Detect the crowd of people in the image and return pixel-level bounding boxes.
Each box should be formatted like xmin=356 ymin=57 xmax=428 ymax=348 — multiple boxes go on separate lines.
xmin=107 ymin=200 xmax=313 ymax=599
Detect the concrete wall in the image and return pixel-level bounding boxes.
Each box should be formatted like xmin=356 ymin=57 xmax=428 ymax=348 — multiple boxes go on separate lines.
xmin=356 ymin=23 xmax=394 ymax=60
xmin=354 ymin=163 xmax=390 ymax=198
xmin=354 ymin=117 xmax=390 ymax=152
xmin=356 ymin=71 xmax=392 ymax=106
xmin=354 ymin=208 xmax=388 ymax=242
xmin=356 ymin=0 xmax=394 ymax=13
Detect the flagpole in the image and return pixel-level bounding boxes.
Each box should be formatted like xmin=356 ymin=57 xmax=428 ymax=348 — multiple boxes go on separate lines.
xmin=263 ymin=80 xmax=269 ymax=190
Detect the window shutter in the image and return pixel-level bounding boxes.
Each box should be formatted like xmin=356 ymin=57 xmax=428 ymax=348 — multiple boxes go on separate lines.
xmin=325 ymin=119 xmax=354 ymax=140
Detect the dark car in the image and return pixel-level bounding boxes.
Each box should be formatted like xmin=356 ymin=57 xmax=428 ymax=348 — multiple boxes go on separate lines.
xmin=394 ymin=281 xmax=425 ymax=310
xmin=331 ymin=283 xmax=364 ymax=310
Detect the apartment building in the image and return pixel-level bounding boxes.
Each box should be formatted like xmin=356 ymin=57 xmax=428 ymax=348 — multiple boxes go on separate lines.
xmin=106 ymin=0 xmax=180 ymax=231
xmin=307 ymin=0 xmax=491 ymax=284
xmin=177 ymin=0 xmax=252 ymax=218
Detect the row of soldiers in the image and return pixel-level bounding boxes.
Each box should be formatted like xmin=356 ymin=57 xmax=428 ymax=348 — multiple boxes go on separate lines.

● **EXERCISE PROMPT**:
Can you lay out everything from the start of the data down to and including the line containing "xmin=356 ymin=0 xmax=394 ymax=13" as a JSON list of strings, with one string per line and blank lines omitted?

● **WORKED ANSWER**:
[
  "Detect the crowd of people in the image and return pixel-level bounding boxes.",
  "Each box should be formatted like xmin=356 ymin=57 xmax=428 ymax=348 — multiple boxes go on separate lines.",
  "xmin=107 ymin=200 xmax=313 ymax=599",
  "Detect the concrete wall in the image and return pixel-level bounding boxes.",
  "Each box should be formatted like xmin=356 ymin=57 xmax=428 ymax=348 — multiple boxes go on separate lines.",
  "xmin=356 ymin=23 xmax=394 ymax=60",
  "xmin=354 ymin=163 xmax=390 ymax=198",
  "xmin=354 ymin=117 xmax=390 ymax=152",
  "xmin=356 ymin=71 xmax=392 ymax=106",
  "xmin=354 ymin=208 xmax=388 ymax=242",
  "xmin=356 ymin=0 xmax=394 ymax=13"
]